• _Aim of the exercise_: Output exactly those lines of the data that lie between the line containing "Target: green leaf" and the final line, both ends counted.

Start of Block

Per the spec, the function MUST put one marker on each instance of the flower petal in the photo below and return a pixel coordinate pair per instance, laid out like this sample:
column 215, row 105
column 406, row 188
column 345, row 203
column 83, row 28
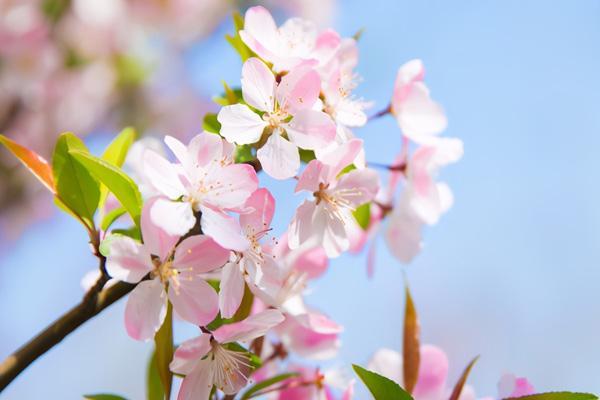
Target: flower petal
column 188, row 354
column 252, row 327
column 258, row 85
column 145, row 310
column 240, row 125
column 232, row 290
column 279, row 158
column 194, row 300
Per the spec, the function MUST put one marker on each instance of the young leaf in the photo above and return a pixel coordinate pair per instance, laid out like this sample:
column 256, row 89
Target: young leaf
column 381, row 387
column 462, row 380
column 121, row 185
column 154, row 388
column 411, row 352
column 163, row 341
column 103, row 397
column 115, row 155
column 75, row 187
column 557, row 396
column 33, row 161
column 254, row 391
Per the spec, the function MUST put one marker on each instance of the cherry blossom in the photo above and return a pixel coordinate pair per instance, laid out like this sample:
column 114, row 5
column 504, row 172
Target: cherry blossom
column 288, row 110
column 205, row 180
column 325, row 219
column 207, row 360
column 419, row 117
column 172, row 270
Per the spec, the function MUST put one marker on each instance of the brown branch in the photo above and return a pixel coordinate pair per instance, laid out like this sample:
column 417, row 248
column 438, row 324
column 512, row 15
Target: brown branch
column 93, row 303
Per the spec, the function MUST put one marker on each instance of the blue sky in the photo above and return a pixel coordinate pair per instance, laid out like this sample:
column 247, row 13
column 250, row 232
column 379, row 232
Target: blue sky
column 510, row 273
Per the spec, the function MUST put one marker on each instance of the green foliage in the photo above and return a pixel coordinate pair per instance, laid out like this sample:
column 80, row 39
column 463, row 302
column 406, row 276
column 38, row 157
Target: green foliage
column 211, row 124
column 77, row 190
column 115, row 155
column 381, row 387
column 121, row 185
column 558, row 396
column 164, row 349
column 103, row 397
column 363, row 215
column 154, row 387
column 255, row 390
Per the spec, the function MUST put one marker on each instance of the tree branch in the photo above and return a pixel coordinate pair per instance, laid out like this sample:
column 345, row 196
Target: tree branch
column 93, row 303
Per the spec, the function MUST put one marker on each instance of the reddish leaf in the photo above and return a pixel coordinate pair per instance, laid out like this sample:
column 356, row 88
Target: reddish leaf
column 33, row 161
column 410, row 345
column 462, row 380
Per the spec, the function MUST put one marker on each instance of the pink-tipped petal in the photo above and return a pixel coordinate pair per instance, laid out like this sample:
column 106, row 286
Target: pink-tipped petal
column 252, row 327
column 279, row 158
column 258, row 85
column 188, row 354
column 128, row 260
column 193, row 299
column 232, row 290
column 145, row 310
column 310, row 129
column 199, row 254
column 240, row 125
column 156, row 239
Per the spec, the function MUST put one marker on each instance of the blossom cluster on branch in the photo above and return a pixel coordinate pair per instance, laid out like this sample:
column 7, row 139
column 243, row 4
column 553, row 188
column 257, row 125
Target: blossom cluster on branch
column 191, row 231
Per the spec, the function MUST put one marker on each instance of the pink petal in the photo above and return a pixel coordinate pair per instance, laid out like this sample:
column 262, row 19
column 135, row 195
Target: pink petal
column 145, row 310
column 433, row 371
column 279, row 158
column 194, row 300
column 298, row 90
column 188, row 354
column 224, row 229
column 156, row 240
column 173, row 217
column 310, row 129
column 252, row 327
column 162, row 175
column 198, row 384
column 232, row 290
column 240, row 125
column 128, row 260
column 262, row 204
column 258, row 85
column 199, row 254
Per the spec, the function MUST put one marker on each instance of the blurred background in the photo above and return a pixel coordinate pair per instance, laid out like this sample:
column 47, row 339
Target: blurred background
column 510, row 273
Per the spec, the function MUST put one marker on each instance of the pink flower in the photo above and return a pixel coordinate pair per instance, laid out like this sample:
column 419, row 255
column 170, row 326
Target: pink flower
column 205, row 180
column 207, row 360
column 325, row 219
column 174, row 274
column 296, row 42
column 419, row 117
column 288, row 109
column 249, row 264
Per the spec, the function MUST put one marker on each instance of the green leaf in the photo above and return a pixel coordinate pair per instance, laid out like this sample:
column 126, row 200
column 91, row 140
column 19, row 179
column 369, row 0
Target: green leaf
column 111, row 217
column 254, row 390
column 211, row 124
column 455, row 395
column 381, row 387
column 558, row 396
column 121, row 185
column 103, row 397
column 154, row 388
column 411, row 348
column 33, row 161
column 362, row 214
column 115, row 155
column 75, row 186
column 163, row 341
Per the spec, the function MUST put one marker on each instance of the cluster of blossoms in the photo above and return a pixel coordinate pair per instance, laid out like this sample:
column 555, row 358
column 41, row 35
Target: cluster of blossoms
column 202, row 248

End of Block

• _Problem solution_:
Target: green leaf
column 111, row 217
column 254, row 390
column 211, row 124
column 455, row 395
column 381, row 387
column 558, row 396
column 121, row 185
column 103, row 397
column 154, row 388
column 411, row 348
column 33, row 161
column 362, row 214
column 115, row 155
column 75, row 186
column 163, row 341
Per the spec, the function MUST put one marker on each instance of the cluster of blossoms in the photo above and return a pixel coordinate pair per instance, laid out like this sample:
column 555, row 358
column 41, row 35
Target: cluster of blossoms
column 202, row 248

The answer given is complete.